▸ **Exercises**
A: Answer these questions from the system testing page:
(i) Which list can you add checks to so that the CompareWorkspaces algorithm skips them?
(ii) Which option limits the tests that run to those matching a given regex?
(iii) Which file extensions mark a string as a data file specification?
B: From the system testing page, copy the passage that begins with the words containing "Selecting Tests To" and ends with "name contains SNS.".
[START OF Extract]
You may disable some checks performed by the CompareWorkspaces algorithm by appending them to the disableChecking list, which, by default, is empty.

# A list of things not to check when validating
self.disableChecking = []

Assertions

Additional assertions can be used as the basis for your own comparison tests. The following assertions are already implemented in the base class.

def assertTrue(self, value, msg=""):
def assertEqual(self, value, expected, msg=""):
def assertDelta(self, value, expected, delta, msg=""):
def assertLessThan(self, value, expected, msg=""):
def assertGreaterThan(self, value, expected, msg=""):

Running Tests Locally

CMake configures a script file called systemtest (systemtest.bat on Windows) in the root of the build directory. This file is the driver script to execute the system tests that runs the lower-level Testing/SystemTests/scripts/runSystemTests.py script but ensures that the environment is set up correctly for that particular build and that the required test data has been updated. The script accepts a -h option to print out the standard usage information.

Usage differs depending on whether you are using a single-configuration generator with CMake, for example Makefiles/Ninja, or a multi-configuration generator such as Visual Studio or Xcode.

Visual Studio/Xcode

The user must first open command-prompt from, the build directory. The script requires the developer to select the configuration that will be used to execute the tests, one of: Release, Debug, RelWithDebInfo or ‘MinSizeRelease’‘. Note that the script does not build the code so the chosen configuration must have already been built. An example to execute all of the tests for the release configuration would be (in the command-prompt):

> systemtest -C Release

Makefile-like Generators

The script requires no additional arguments as the configuration is fixed when running CMake, e.g.

cd build
systemtest

Selecting Tests To Run

The most important option on the script is the -R option. This restricts the tests that will run to those that match the given regex, e.g.

cd build
systemtest -R SNS
# or for msvc/xcode
systemtest -C <cfg> -R SNS

would run all of the tests whose name contains SNS.

Running the tests on multiple cores

Running the System Tests can be sped up by distributing the list of tests across multiple cores. This is done in a similar way to ctest using the -j N option, where N is the number of cores you want to use, e.g.

./systemtest -j 8

would run the tests on 8 cores.

Some tests write or delete in the same directories, using the same file names, which causes issues when running in parallel. To resolve this, a global list of test modules (= different python files in the Testing/SystemTests/tests/analysis directory) is first created. Now we scan each test module line by line and list all the data files that are used by that module. The possible ways files are being specified are: 1. if the extensions .nxs, .raw or .RAW are present 2. if there is a sequence of at least 4 digits inside a string In case number 2, we have to search for strings starting with 4 digits, i.e. “0123, or strings ending with 4 digits 0123”. This might over-count, meaning some sequences of 4 digits might not be used for a file name specification, but it does not matter if it gets identified as a filename as the probability of the same sequence being present in another python file is small, and it would therefore not lock any other tests. A dict is created with an entry for each module name that contains the list of files that this module requires. An accompanying dict with an entry for each data file stores a lock status for that particular datafile.
[END OF Extract]
[START OF Available data]
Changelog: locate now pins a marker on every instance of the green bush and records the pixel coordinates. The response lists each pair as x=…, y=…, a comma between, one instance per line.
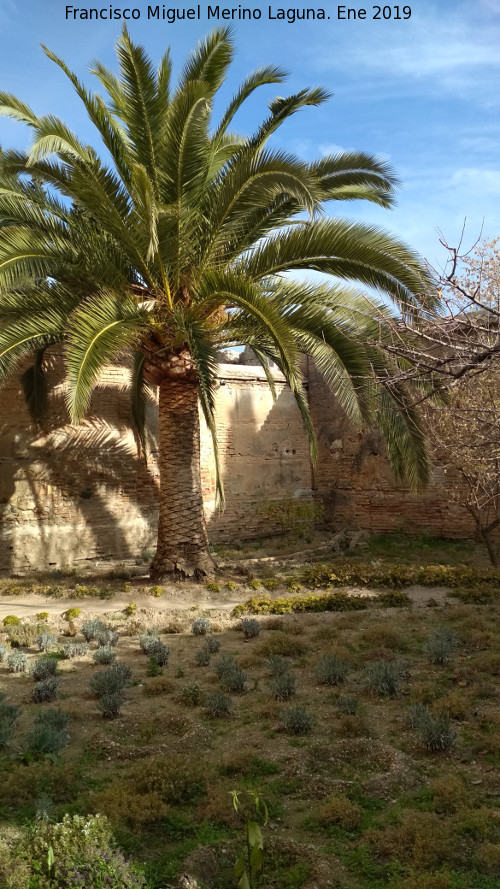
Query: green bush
[END OF Available data]
▸ **Outputs in order**
A:
(i) The disableChecking list.
(ii) The -R option.
(iii) .nxs, .raw and .RAW.

B:
Selecting Tests To Run

The most important option on the script is the -R option. This restricts the tests that will run to those that match the given regex, e.g.

cd build
systemtest -R SNS
# or for msvc/xcode
systemtest -C <cfg> -R SNS

would run all of the tests whose name contains SNS.